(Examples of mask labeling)
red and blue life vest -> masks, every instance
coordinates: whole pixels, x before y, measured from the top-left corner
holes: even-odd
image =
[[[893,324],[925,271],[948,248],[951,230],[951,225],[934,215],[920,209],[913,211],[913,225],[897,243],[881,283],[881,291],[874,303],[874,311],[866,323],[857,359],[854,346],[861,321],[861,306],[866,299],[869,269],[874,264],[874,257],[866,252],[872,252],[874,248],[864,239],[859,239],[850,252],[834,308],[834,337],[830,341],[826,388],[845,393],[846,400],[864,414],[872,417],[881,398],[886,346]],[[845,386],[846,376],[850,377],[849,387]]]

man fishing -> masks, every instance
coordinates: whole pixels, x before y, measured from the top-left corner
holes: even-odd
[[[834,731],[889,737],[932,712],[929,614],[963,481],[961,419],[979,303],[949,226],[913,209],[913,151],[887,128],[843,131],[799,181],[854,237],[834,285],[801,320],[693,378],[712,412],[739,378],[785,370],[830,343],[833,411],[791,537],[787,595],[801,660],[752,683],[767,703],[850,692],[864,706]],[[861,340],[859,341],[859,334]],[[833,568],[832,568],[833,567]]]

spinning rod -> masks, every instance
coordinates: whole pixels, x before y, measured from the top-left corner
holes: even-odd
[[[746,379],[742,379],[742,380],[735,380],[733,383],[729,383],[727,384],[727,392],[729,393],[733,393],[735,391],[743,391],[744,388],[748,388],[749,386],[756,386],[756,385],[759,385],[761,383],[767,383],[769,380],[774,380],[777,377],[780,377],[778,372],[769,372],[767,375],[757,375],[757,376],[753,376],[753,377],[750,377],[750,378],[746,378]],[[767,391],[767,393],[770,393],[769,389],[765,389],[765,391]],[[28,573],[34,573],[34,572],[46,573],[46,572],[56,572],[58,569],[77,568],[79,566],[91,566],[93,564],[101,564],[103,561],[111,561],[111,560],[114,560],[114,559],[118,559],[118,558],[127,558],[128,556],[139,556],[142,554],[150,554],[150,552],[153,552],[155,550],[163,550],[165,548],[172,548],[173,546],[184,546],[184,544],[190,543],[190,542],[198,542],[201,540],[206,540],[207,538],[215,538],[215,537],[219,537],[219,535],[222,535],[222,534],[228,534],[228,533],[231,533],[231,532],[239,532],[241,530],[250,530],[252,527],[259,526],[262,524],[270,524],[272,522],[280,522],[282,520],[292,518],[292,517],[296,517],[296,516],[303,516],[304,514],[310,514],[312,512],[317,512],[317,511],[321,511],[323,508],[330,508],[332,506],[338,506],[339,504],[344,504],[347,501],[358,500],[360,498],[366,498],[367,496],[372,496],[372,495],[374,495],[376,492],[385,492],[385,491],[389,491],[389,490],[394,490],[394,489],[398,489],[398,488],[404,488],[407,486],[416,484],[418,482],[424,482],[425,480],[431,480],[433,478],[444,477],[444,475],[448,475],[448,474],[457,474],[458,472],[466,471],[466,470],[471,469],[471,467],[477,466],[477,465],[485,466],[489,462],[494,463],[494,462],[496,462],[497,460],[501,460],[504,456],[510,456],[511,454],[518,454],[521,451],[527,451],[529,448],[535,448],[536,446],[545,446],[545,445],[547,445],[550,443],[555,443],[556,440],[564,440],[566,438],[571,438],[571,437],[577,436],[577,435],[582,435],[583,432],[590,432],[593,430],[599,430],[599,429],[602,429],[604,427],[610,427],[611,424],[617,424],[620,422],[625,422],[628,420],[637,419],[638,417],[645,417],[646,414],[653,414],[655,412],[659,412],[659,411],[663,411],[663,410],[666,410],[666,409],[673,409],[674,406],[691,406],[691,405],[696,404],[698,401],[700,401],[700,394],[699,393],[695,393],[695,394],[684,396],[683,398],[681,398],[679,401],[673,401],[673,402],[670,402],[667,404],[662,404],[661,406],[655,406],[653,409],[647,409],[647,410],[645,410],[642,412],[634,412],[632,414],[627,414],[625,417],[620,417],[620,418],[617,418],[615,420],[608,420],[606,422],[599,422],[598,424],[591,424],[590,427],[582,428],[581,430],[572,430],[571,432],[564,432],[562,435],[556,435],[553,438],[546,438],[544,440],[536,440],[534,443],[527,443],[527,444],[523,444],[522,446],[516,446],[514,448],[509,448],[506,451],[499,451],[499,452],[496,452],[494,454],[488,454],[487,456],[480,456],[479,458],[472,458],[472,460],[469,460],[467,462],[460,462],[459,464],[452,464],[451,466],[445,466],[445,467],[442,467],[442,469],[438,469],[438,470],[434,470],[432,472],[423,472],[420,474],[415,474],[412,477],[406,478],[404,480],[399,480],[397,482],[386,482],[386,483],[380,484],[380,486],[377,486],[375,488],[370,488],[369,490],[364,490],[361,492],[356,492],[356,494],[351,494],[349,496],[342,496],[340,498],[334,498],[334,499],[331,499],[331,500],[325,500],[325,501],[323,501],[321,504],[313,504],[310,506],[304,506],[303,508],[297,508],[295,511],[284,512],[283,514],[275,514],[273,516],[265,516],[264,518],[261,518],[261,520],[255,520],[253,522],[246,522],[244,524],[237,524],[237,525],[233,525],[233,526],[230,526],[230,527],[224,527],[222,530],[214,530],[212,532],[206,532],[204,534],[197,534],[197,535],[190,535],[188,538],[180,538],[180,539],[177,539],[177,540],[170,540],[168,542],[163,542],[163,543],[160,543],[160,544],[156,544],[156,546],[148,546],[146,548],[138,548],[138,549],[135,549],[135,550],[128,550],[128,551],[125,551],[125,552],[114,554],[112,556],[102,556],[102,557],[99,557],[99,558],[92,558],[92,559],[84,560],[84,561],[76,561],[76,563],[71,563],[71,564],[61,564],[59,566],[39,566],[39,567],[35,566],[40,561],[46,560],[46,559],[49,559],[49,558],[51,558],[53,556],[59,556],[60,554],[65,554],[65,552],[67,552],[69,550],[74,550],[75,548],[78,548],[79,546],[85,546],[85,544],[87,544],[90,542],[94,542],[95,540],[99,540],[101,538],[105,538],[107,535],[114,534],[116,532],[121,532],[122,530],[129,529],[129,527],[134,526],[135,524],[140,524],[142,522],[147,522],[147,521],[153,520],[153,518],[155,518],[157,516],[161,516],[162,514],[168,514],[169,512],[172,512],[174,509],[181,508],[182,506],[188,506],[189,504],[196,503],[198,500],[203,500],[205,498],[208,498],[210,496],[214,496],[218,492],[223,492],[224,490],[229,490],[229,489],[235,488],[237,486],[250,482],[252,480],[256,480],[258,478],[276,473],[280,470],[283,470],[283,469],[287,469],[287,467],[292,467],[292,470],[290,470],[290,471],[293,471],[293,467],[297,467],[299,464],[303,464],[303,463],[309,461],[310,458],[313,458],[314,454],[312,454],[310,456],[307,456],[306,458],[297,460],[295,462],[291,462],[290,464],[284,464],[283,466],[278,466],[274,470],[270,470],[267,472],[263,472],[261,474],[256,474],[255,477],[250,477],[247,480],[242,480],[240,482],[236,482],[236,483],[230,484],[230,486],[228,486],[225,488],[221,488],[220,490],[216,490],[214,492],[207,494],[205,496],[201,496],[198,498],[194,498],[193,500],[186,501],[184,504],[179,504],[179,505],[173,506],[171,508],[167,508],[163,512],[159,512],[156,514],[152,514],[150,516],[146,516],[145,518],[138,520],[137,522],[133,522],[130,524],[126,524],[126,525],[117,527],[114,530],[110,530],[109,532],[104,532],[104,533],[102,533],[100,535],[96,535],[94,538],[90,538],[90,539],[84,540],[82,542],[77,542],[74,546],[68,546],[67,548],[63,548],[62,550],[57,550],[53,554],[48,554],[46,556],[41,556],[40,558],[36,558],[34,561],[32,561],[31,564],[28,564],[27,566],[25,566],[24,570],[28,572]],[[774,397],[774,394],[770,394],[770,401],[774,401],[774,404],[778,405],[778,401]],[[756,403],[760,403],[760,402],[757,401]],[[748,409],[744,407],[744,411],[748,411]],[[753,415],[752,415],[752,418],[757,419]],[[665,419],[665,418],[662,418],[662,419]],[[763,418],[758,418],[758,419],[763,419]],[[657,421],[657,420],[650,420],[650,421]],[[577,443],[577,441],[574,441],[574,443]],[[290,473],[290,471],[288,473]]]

* **Your instructions**
Locate each line in the rows above that contains the word "masks", and copy those lines.

* **Task solution**
red and blue life vest -> masks, every instance
man fishing -> masks, every instance
spinning rod -> masks, every instance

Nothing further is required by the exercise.